- _Work to be completed_:
When a line in the entries contains the word "target", copy that line in full.

- _Data for processing_:
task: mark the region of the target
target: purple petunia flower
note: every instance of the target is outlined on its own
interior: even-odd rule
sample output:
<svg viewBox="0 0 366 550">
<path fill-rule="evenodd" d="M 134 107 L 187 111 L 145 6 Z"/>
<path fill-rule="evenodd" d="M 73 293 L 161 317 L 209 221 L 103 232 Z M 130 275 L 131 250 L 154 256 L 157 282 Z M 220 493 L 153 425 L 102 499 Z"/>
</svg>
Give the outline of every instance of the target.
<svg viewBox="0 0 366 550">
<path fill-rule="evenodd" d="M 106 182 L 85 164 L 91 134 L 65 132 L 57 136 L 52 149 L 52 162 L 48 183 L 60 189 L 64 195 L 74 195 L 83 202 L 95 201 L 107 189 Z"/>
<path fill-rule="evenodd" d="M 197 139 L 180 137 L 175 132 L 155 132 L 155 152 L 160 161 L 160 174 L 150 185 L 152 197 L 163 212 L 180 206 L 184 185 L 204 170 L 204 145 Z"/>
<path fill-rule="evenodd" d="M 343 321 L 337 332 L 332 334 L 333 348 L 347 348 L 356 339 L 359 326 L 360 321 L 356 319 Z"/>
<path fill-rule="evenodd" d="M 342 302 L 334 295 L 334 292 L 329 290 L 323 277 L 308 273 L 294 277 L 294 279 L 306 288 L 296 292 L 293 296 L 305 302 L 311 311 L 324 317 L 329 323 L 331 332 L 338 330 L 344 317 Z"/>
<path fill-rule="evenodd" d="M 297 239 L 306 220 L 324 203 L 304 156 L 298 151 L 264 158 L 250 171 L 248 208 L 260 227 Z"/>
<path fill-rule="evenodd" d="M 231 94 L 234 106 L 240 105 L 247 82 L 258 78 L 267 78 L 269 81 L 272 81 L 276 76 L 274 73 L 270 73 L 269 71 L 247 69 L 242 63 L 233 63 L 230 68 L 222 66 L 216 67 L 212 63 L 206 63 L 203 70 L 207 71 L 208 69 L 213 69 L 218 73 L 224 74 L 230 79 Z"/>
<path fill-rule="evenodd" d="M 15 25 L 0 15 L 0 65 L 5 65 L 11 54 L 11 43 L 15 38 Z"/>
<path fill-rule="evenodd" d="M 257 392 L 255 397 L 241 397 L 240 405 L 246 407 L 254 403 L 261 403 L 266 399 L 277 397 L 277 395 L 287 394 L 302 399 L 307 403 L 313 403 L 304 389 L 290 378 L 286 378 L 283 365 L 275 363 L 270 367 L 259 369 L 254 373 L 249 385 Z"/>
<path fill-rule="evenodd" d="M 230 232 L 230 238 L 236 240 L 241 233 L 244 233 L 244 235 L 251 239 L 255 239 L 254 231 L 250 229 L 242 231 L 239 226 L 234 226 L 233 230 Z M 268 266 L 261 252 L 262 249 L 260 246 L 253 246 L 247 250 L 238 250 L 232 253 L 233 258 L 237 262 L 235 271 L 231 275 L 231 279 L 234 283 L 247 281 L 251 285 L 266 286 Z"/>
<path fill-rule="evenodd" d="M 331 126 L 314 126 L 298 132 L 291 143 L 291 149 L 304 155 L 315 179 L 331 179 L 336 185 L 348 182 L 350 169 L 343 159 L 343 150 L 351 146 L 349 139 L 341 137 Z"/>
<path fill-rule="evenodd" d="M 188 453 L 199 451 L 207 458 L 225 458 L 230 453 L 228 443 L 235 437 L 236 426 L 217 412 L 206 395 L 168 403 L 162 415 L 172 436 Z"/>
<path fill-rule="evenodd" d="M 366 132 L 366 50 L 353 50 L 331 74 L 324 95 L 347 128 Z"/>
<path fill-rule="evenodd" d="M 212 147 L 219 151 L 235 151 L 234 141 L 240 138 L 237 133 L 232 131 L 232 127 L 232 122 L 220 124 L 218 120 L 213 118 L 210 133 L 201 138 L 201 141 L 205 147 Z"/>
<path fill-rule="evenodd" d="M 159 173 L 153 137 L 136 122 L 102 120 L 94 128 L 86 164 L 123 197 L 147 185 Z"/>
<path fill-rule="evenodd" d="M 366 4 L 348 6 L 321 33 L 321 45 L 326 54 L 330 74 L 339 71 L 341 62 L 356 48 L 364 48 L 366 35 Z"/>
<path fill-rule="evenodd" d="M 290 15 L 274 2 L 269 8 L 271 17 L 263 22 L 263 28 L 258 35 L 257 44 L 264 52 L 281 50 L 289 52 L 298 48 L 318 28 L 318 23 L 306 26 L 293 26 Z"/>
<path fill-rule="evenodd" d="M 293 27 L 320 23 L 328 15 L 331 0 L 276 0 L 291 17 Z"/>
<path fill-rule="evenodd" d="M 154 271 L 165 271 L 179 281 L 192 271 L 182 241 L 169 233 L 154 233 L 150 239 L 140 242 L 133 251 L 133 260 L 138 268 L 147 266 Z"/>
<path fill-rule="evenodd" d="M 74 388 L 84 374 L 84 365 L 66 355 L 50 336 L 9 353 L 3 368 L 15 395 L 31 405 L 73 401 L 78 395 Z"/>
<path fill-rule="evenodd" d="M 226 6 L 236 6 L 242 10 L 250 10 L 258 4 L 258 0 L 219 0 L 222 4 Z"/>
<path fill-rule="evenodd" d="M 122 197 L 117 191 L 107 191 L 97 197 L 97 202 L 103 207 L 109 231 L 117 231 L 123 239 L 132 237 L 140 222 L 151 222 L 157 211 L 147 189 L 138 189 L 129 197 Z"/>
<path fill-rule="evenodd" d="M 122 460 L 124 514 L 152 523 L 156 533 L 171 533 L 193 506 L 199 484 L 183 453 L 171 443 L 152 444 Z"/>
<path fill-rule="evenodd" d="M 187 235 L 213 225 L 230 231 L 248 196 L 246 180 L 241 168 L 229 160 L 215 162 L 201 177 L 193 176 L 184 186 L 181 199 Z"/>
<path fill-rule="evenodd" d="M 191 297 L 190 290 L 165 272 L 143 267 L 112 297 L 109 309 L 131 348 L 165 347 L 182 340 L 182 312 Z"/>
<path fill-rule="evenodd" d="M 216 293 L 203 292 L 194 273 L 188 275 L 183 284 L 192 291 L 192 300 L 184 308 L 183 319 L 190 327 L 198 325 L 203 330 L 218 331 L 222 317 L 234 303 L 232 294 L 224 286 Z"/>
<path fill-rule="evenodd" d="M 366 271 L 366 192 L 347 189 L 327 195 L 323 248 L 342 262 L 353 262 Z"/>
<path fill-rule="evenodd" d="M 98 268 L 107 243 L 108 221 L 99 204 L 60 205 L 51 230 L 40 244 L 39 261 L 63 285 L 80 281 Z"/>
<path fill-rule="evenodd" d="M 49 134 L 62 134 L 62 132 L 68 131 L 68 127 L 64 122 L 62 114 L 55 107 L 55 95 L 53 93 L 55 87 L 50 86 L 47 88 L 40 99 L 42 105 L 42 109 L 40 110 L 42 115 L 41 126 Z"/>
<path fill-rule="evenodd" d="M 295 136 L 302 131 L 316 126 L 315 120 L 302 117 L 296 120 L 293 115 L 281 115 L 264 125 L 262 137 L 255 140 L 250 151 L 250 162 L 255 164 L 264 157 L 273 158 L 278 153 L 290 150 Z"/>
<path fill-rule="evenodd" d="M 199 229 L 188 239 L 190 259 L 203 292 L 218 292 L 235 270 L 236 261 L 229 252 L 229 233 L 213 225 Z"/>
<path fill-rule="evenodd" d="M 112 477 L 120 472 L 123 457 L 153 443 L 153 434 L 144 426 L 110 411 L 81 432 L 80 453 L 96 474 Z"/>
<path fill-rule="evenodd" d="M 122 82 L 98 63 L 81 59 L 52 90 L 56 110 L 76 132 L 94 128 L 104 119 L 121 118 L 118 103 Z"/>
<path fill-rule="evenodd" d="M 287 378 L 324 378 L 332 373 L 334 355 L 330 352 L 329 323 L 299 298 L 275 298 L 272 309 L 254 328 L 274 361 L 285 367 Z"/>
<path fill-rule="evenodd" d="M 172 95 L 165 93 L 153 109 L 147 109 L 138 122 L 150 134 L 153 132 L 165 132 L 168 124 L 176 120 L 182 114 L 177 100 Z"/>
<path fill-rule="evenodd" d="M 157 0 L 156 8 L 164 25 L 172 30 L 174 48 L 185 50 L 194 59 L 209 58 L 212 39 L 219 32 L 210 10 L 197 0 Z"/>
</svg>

- _Expected answer_:
task: mark the region of the target
target: purple petunia flower
note: every instance of the target is outlined on its own
Give the outline of every instance of the target.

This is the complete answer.